───── DATA FOR THIS EXERCISE ─────
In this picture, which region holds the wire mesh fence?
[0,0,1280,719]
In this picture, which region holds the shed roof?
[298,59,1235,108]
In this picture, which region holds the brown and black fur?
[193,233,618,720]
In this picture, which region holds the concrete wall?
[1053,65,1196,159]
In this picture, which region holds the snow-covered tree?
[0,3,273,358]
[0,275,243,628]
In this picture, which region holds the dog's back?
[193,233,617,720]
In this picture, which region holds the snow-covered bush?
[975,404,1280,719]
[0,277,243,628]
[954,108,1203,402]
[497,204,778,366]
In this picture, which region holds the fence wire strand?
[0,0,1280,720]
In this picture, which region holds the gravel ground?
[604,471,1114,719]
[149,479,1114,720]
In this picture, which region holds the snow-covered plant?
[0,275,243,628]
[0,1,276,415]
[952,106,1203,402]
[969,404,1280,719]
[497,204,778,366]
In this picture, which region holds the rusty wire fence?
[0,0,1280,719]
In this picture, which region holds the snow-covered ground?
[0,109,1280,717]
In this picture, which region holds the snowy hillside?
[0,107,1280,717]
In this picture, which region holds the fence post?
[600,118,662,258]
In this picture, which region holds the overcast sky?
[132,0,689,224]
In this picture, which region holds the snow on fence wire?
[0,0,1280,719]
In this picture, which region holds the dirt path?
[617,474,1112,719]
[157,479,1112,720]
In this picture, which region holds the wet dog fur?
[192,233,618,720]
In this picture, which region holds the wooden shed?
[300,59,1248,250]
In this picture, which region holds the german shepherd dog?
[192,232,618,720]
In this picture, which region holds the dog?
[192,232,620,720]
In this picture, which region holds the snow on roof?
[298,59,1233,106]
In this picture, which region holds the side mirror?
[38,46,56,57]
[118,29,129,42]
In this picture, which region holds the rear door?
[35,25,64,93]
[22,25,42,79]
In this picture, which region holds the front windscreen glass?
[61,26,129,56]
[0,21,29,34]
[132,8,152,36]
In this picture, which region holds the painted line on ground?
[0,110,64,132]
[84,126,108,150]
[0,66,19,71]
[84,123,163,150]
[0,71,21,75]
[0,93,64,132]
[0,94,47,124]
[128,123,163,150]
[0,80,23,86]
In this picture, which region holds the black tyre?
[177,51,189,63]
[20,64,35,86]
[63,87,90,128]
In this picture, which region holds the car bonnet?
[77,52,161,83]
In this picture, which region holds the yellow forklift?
─────
DIRECTIONS
Can you repeat the material above with "windscreen" swapped for "windshield" and everything else left unchanged?

ANSWER IN FULL
In this picture, which region holds the wire mesh fence?
[0,0,1280,719]
In this picture, which region holds the shed roof?
[298,59,1235,108]
In this picture, which region holds the brown and black fur?
[193,233,618,720]
In this picture, which region holds the concrete wall?
[1053,65,1196,159]
In this picture, which region holds the snow-covered tree?
[0,3,273,358]
[0,275,243,628]
In this picture, which region holds the dog's back?
[193,233,617,720]
In this picture, which region holds the snow-covered bush?
[975,404,1280,719]
[0,277,243,628]
[954,108,1203,402]
[497,204,778,366]
In this picture, which region holds the fence wire strand?
[0,0,1280,720]
In this picture, which region holds the gravel ground?
[604,471,1114,719]
[149,479,1114,720]
In this picture, which region holds the snow-covered plant?
[0,275,243,628]
[0,1,276,415]
[952,106,1203,402]
[969,404,1280,719]
[497,204,778,366]
In this picture, which region holds the rusty wire fence?
[0,0,1280,719]
In this picture, which region holds the snow-covered ground?
[0,109,1280,717]
In this picture, which region holds the snowy hillside?
[0,107,1280,717]
In this picture, which region holds the fence post?
[600,118,662,258]
In this picture, which region holds the overcast sky?
[132,0,689,224]
In this picture, which region holds the snow on fence wire?
[0,0,1280,719]
In this picture, which region holds the dirt path?
[617,474,1112,719]
[157,479,1112,720]
In this picture, which region holds the wet dog fur?
[192,233,618,720]
In this picture, which region holds the wooden shed?
[300,59,1248,250]
In this picture, which region holds the german shepherd dog?
[192,232,618,720]
In this picture, which region holds the dog?
[192,232,620,720]
In this picture, which region holds the snow on roof?
[298,59,1233,106]
In this picture, which region holds the side mirror?
[38,46,56,57]
[118,29,129,42]
In this picture, which region holds the rear door?
[35,25,64,93]
[22,25,42,79]
In this picture, which region holds the front windshield glass?
[61,26,129,56]
[0,21,29,34]
[132,8,152,36]
In this picture, which region holds the painted line on ground?
[0,110,64,132]
[84,126,108,150]
[0,66,19,71]
[84,123,163,150]
[0,71,21,75]
[0,93,64,132]
[0,94,47,124]
[128,123,163,150]
[0,80,23,86]
In this picture, which region holds the black tyre?
[177,51,189,63]
[20,64,35,86]
[63,87,90,128]
In this picture, which region holds the car bonnet?
[77,52,161,83]
In this picture, which region holds the yellow forklift?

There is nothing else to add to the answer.